_Aim of the exercise:_ From the first line of the material below to the line containing "Now the green flower", repeat every line exactly and add nothing.

_The records:_
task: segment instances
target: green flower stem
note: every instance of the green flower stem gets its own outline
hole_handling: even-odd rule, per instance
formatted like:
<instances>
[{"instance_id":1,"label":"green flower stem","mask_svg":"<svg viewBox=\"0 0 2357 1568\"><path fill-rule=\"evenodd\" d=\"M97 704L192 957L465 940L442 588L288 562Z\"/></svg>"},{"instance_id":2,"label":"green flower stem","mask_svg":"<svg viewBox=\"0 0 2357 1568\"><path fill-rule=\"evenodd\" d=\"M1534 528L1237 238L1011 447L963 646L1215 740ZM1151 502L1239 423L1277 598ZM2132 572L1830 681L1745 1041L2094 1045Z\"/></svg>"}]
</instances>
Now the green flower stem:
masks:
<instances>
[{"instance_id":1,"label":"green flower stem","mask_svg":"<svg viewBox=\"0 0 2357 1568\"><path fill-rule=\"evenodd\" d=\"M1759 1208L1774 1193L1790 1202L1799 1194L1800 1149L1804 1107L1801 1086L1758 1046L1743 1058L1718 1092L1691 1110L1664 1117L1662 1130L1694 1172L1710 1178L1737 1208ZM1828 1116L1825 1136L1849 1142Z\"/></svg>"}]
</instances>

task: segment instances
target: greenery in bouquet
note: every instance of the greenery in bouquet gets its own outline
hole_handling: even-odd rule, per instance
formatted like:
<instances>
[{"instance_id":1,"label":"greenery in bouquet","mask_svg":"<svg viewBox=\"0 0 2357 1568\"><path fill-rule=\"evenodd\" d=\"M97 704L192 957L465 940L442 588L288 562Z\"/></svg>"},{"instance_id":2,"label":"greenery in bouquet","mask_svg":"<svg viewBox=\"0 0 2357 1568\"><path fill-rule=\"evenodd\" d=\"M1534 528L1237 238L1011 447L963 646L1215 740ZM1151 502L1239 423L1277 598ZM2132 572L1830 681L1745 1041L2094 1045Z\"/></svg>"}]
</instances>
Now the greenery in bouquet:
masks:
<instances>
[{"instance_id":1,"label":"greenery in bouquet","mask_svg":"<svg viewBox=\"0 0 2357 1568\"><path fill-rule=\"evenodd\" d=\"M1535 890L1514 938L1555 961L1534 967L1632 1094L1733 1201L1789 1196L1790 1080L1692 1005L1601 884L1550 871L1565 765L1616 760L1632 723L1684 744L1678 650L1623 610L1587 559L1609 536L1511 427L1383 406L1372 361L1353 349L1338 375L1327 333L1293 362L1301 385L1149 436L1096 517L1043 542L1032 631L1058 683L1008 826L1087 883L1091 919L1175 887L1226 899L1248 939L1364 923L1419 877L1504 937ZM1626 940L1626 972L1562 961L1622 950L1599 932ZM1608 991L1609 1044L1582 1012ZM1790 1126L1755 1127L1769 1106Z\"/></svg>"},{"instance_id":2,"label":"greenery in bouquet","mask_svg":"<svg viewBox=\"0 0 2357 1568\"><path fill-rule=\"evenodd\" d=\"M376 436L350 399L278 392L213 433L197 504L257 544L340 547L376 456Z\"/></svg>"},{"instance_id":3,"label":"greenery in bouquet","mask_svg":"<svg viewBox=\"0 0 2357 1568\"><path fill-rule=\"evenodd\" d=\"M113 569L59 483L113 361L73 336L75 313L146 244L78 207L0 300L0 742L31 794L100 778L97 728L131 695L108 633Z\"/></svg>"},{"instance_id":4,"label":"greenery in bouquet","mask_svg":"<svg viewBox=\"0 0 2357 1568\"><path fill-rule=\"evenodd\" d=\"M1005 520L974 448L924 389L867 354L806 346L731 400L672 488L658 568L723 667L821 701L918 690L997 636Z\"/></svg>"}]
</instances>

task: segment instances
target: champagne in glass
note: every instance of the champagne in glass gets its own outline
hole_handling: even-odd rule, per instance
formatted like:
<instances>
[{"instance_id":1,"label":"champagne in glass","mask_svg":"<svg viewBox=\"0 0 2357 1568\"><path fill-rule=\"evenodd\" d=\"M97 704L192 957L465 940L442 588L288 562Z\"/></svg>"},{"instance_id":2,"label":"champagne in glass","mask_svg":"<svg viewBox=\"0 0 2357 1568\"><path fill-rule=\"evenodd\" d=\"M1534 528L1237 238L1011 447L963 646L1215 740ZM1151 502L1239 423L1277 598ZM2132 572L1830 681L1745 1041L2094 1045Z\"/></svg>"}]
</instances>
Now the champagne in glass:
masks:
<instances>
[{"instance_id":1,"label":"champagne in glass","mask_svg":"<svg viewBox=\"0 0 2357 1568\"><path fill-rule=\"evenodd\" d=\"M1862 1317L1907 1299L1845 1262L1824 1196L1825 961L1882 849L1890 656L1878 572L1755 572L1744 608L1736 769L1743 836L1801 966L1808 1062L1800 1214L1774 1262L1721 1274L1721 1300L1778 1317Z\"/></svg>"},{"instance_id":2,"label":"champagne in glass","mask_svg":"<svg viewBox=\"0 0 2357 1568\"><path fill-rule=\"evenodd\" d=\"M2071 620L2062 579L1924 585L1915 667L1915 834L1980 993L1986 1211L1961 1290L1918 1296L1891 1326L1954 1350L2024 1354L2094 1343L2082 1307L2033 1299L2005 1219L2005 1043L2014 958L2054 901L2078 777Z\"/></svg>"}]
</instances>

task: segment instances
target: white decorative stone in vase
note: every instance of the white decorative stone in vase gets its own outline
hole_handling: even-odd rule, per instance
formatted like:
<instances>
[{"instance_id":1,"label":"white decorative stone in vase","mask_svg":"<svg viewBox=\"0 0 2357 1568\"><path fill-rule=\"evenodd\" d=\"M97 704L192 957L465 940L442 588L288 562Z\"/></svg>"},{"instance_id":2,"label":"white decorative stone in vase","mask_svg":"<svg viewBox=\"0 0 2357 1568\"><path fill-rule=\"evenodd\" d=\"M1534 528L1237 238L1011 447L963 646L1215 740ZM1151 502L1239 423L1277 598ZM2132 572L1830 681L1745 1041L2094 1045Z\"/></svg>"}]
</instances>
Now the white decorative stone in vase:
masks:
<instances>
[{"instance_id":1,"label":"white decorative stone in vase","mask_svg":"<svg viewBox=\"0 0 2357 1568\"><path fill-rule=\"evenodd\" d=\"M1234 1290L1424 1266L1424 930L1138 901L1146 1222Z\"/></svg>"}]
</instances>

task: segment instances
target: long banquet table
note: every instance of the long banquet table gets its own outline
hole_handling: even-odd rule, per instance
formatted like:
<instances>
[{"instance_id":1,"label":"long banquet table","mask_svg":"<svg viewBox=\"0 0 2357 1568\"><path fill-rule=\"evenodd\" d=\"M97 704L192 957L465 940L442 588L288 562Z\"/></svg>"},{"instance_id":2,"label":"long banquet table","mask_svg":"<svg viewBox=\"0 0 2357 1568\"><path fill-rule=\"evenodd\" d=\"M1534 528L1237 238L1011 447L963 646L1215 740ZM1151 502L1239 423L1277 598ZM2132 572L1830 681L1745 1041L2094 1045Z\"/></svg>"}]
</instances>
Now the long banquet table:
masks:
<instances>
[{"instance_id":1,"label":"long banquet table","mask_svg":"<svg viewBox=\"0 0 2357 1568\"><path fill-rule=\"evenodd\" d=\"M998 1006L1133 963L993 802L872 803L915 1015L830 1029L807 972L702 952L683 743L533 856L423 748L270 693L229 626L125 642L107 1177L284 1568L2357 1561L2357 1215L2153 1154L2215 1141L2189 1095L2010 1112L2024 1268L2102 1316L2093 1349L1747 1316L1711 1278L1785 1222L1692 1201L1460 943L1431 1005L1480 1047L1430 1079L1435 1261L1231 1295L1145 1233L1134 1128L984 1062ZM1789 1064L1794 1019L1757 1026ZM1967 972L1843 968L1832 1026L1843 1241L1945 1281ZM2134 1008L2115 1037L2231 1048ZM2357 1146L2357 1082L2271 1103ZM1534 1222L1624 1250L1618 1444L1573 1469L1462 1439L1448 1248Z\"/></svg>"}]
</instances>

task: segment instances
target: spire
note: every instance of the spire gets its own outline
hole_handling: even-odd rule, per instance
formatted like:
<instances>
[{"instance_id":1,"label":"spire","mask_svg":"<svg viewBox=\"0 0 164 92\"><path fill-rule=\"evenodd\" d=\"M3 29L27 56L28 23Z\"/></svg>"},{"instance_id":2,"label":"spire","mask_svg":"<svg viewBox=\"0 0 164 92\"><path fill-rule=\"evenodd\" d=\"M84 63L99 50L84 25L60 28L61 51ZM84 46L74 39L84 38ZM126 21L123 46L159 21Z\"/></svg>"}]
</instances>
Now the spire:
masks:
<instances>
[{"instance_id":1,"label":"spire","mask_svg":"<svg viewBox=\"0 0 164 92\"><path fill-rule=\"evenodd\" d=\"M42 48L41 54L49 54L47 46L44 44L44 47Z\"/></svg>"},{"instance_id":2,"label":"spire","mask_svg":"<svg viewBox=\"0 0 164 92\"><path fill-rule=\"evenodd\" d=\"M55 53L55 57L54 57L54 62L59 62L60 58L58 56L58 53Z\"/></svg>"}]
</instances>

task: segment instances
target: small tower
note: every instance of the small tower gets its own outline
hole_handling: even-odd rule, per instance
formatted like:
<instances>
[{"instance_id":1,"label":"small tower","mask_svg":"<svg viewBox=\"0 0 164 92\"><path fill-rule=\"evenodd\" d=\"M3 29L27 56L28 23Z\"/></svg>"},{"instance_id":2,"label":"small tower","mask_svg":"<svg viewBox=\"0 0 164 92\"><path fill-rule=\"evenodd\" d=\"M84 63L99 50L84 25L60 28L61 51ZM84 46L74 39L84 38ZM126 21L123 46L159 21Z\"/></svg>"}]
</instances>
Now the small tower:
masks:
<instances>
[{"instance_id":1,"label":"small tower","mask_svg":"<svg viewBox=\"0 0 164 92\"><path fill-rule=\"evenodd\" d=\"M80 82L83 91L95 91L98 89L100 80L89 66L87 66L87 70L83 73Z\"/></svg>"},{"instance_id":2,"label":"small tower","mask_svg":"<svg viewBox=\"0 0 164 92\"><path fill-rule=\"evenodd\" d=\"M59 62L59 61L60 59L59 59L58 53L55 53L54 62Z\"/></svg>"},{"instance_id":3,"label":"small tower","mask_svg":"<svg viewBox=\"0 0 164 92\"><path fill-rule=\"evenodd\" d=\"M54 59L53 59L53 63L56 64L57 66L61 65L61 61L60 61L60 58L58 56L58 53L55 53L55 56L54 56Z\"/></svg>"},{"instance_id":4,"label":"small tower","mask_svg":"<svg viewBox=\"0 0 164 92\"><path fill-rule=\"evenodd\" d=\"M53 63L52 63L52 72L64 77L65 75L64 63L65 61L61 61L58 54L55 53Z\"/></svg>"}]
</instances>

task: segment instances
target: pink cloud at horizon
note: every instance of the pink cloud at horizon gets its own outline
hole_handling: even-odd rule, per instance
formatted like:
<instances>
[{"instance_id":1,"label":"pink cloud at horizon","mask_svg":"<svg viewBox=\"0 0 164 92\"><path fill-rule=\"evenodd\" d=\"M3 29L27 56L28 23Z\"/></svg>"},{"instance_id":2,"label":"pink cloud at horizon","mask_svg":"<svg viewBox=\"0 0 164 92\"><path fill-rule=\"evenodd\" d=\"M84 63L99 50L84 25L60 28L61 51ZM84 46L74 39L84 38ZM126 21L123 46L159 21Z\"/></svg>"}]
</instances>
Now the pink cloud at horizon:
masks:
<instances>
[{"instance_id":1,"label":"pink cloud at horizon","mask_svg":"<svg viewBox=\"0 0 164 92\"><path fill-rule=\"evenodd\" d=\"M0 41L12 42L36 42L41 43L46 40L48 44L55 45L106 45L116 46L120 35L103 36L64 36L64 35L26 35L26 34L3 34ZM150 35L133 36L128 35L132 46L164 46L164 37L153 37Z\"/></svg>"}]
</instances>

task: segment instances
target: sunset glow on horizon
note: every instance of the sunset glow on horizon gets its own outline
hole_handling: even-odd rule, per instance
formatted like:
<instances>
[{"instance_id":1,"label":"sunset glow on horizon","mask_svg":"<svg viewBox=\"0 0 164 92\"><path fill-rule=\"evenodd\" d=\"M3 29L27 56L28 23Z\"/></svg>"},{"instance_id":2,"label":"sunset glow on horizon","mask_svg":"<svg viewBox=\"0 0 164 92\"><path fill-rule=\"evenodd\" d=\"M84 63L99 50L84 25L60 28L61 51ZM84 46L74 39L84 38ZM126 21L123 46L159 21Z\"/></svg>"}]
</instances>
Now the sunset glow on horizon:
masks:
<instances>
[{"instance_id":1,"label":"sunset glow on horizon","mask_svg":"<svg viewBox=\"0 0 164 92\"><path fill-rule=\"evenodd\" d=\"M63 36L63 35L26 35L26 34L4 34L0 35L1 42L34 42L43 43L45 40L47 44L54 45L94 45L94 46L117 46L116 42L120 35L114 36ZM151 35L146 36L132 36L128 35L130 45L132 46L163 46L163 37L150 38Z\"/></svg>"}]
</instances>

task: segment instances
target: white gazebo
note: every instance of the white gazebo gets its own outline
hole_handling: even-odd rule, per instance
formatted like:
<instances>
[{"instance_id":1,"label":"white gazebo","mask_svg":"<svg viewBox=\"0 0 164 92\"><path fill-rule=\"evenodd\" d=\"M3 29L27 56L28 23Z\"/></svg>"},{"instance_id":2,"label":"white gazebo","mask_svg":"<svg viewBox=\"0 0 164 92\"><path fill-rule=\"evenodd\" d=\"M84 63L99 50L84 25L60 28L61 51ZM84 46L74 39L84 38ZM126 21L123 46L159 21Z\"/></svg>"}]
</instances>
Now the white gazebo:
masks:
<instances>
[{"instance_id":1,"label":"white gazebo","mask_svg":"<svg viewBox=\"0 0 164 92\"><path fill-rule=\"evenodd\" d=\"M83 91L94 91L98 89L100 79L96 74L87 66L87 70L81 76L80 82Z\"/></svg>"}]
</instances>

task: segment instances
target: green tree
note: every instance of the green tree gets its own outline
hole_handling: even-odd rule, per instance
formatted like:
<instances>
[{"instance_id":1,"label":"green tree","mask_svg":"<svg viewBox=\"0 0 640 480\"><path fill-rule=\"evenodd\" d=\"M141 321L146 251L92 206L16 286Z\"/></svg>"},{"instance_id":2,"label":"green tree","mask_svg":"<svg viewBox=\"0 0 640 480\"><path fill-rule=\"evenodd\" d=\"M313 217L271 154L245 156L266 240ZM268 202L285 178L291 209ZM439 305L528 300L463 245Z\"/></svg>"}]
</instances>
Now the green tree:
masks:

_Answer to the problem:_
task: segment instances
target: green flower stem
note: every instance of the green flower stem gets its own outline
hole_handling: even-odd rule, per instance
formatted like:
<instances>
[{"instance_id":1,"label":"green flower stem","mask_svg":"<svg viewBox=\"0 0 2357 1568\"><path fill-rule=\"evenodd\" d=\"M97 704L192 957L465 940L442 588L288 562Z\"/></svg>"},{"instance_id":2,"label":"green flower stem","mask_svg":"<svg viewBox=\"0 0 2357 1568\"><path fill-rule=\"evenodd\" d=\"M1534 528L1237 238L1011 447L963 646L1215 740ZM1151 502L1239 423L1277 598ZM2132 572L1830 681L1745 1041L2094 1045Z\"/></svg>"}]
</instances>
Now the green flower stem:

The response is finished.